** WHAT YOU WILL DO **
Extract every line below, verbatim.

** RECORDED INFORMATION **
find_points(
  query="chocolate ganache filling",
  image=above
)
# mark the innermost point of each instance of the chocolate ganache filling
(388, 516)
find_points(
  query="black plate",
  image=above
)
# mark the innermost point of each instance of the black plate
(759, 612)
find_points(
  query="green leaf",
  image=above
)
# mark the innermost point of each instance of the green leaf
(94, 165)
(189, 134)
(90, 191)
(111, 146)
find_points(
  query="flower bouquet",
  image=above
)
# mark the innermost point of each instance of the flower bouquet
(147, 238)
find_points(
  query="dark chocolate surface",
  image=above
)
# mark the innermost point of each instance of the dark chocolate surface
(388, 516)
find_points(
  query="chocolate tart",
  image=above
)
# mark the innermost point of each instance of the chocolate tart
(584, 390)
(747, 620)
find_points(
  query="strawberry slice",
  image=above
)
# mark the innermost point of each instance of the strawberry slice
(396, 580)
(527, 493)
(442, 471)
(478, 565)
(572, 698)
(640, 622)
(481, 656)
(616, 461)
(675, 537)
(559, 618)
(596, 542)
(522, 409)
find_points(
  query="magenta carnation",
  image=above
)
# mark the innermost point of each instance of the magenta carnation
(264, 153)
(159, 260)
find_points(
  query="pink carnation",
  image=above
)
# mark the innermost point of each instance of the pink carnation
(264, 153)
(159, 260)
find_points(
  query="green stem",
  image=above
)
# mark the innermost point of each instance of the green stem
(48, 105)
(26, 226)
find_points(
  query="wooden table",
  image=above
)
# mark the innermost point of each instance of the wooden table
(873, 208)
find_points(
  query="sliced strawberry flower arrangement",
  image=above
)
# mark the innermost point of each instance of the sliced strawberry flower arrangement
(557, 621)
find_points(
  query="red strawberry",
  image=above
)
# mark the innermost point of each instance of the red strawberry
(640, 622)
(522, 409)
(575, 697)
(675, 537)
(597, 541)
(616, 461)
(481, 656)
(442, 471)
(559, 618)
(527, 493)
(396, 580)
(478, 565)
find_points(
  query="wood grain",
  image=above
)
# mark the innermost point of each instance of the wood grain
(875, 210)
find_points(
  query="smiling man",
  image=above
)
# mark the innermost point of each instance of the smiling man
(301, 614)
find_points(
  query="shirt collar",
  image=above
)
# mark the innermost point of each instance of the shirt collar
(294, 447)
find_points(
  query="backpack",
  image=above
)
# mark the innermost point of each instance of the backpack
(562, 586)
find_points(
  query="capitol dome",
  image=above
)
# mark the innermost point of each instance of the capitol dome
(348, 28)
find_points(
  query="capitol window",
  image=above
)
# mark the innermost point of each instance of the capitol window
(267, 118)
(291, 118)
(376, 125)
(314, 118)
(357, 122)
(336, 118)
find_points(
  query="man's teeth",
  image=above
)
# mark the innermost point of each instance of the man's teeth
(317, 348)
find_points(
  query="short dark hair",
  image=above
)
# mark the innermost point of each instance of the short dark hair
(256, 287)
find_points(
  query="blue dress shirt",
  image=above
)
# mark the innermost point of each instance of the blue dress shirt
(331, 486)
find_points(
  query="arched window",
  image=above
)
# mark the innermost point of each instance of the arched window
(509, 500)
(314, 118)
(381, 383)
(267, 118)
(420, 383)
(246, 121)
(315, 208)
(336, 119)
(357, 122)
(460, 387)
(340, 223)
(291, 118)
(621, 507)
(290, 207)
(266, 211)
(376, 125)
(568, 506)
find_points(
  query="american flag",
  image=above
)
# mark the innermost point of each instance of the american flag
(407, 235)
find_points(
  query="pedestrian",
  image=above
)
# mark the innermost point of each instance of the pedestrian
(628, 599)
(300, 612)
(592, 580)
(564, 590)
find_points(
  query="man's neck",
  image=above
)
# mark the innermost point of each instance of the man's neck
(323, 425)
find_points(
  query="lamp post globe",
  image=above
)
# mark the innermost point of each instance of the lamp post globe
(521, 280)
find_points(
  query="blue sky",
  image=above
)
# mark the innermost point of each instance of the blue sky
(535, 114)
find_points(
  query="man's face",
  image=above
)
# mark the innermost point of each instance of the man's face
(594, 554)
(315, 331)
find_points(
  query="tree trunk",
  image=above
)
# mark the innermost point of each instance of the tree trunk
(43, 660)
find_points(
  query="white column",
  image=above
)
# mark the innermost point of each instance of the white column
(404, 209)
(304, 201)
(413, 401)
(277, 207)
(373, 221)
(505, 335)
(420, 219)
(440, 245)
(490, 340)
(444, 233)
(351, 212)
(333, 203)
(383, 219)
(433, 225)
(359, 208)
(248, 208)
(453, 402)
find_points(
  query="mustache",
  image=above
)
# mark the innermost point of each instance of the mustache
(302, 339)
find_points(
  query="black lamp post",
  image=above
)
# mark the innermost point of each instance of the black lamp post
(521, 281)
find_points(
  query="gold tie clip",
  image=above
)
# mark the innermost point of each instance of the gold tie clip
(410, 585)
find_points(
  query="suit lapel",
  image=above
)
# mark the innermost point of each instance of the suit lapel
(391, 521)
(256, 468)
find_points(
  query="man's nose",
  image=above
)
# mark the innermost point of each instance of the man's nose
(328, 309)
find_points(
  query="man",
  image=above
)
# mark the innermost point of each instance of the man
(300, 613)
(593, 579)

** CORRECT ANSWER **
find_points(
  query="chocolate ganache filling",
  image=above
)
# mark the innermost point of each instance of the chocolate ganache filling
(388, 516)
find_points(
  query="black plate",
  image=above
)
# mark the innermost point of each instance of the black plate
(759, 612)
find_points(
  query="green leaf",
  image=above
)
# mark the innermost point of each instance of the green leaf
(94, 165)
(189, 134)
(90, 191)
(111, 146)
find_points(
  query="flower bouquet",
  image=above
)
# mark the innermost point of each instance of the flower bouquet
(147, 238)
find_points(
  query="dark chocolate surface",
  image=above
)
# mark the innermost point of each instance of the dark chocolate surface
(388, 516)
find_points(
  query="chocolate tart",
  image=above
)
# mark the innermost point of each instance of the chocolate tart
(584, 390)
(747, 620)
find_points(
  query="strawberry slice",
  image=above
)
# mark the innermost point of each instance of the strawberry slice
(396, 580)
(527, 493)
(442, 471)
(478, 565)
(572, 698)
(640, 622)
(481, 656)
(616, 461)
(675, 537)
(559, 618)
(596, 542)
(522, 409)
find_points(
  query="magenta carnation",
  image=above
)
# mark the innermost point of each instance of the magenta carnation
(264, 153)
(159, 260)
find_points(
  query="pink carnation",
  image=above
)
# mark the innermost point of each instance of the pink carnation
(264, 153)
(159, 260)
find_points(
  query="green stem",
  image=above
)
# mark the innermost point of each instance of the green stem
(48, 105)
(26, 226)
find_points(
  query="wooden table",
  image=above
)
# mark the innermost point of each instance of the wooden table
(873, 208)
find_points(
  query="sliced strawberry flower arrangement",
  image=above
)
# mark the innermost point of each instance of the sliced strawberry flower arrangement
(557, 621)
find_points(
  query="red strawberry",
  image=above
)
# mark the innermost point of each instance of the red strawberry
(640, 622)
(522, 409)
(575, 697)
(675, 537)
(597, 541)
(616, 461)
(481, 656)
(442, 471)
(559, 618)
(527, 493)
(396, 580)
(478, 565)
find_points(
  query="wood grain",
  image=above
)
# mark the innermost point of each instance of the wood grain
(875, 210)
find_points(
  query="smiling man",
  image=above
)
# mark the innermost point of each instance of the smiling man
(301, 614)
find_points(
  query="shirt collar",
  image=above
)
# mark the innermost point of each instance of the shirt collar
(294, 447)
find_points(
  query="backpack",
  image=above
)
# mark the innermost point of each instance of the backpack
(562, 586)
find_points(
  query="capitol dome",
  image=above
)
# mark the innermost point of each instance of the capitol dome
(348, 28)
find_points(
  query="capitol window",
  image=above
)
# mark the innermost point of each instance of the capitol window
(267, 118)
(291, 118)
(376, 125)
(314, 118)
(357, 122)
(336, 118)
find_points(
  query="man's teeth",
  image=above
)
# mark the innermost point of each instance of the man's teeth
(317, 348)
find_points(
  query="short dark hair",
  image=above
)
# mark the innermost point of each instance of the short dark hair
(256, 287)
find_points(
  query="blue dress shirt",
  image=above
)
# mark the innermost point of each instance of the blue dress shirt
(331, 486)
find_points(
  query="arched window",
  image=above
)
# mark the innermost point of each instance of the arched window
(509, 500)
(314, 118)
(381, 383)
(267, 118)
(420, 383)
(246, 121)
(315, 208)
(336, 119)
(357, 122)
(460, 387)
(340, 223)
(291, 118)
(621, 507)
(290, 207)
(266, 211)
(376, 125)
(568, 506)
find_points(
  query="american flag",
  image=above
)
# mark the innermost point of each instance of the american flag
(407, 235)
find_points(
  query="pedestrian",
  image=above
)
# mark the innermost point of each instance of the pedestrian
(628, 599)
(300, 612)
(592, 580)
(564, 590)
find_points(
  query="man's neck",
  image=above
)
# mark the innermost point of each instance of the man's neck
(323, 425)
find_points(
  query="lamp post globe",
  image=above
)
# mark the innermost point of each instance of the lamp post globe
(521, 280)
find_points(
  query="blue sky",
  image=above
)
# mark the innermost point of each instance of the blue sky
(535, 114)
find_points(
  query="man's face",
  image=above
)
# mark the innermost point of each instance of the man's face
(594, 554)
(315, 331)
find_points(
  query="tree trunk",
  image=above
)
# mark the innermost point of each instance of the tree trunk
(43, 660)
find_points(
  query="white column",
  image=above
)
# mark the innermost point of each instance of the white column
(404, 209)
(304, 201)
(413, 401)
(277, 207)
(373, 221)
(505, 335)
(420, 219)
(440, 245)
(490, 340)
(444, 233)
(351, 212)
(333, 203)
(383, 219)
(433, 225)
(359, 208)
(248, 208)
(453, 402)
find_points(
  query="mustache",
  image=above
)
# mark the innermost point of each instance of the mustache
(302, 339)
find_points(
  query="black lamp post",
  image=above
)
# mark the innermost point of each instance of the black lamp post
(521, 281)
find_points(
  query="gold tie clip",
  image=above
)
# mark the innermost point of each instance of the gold tie clip
(410, 585)
find_points(
  query="suit lapel",
  image=above
)
# mark the innermost point of each instance of the suit lapel
(391, 521)
(256, 468)
find_points(
  query="man's nose",
  image=above
)
# mark the innermost point of each instance of the man's nose
(328, 309)
find_points(
  query="man",
  image=above
)
# mark the innermost point of each instance of the man
(300, 613)
(593, 579)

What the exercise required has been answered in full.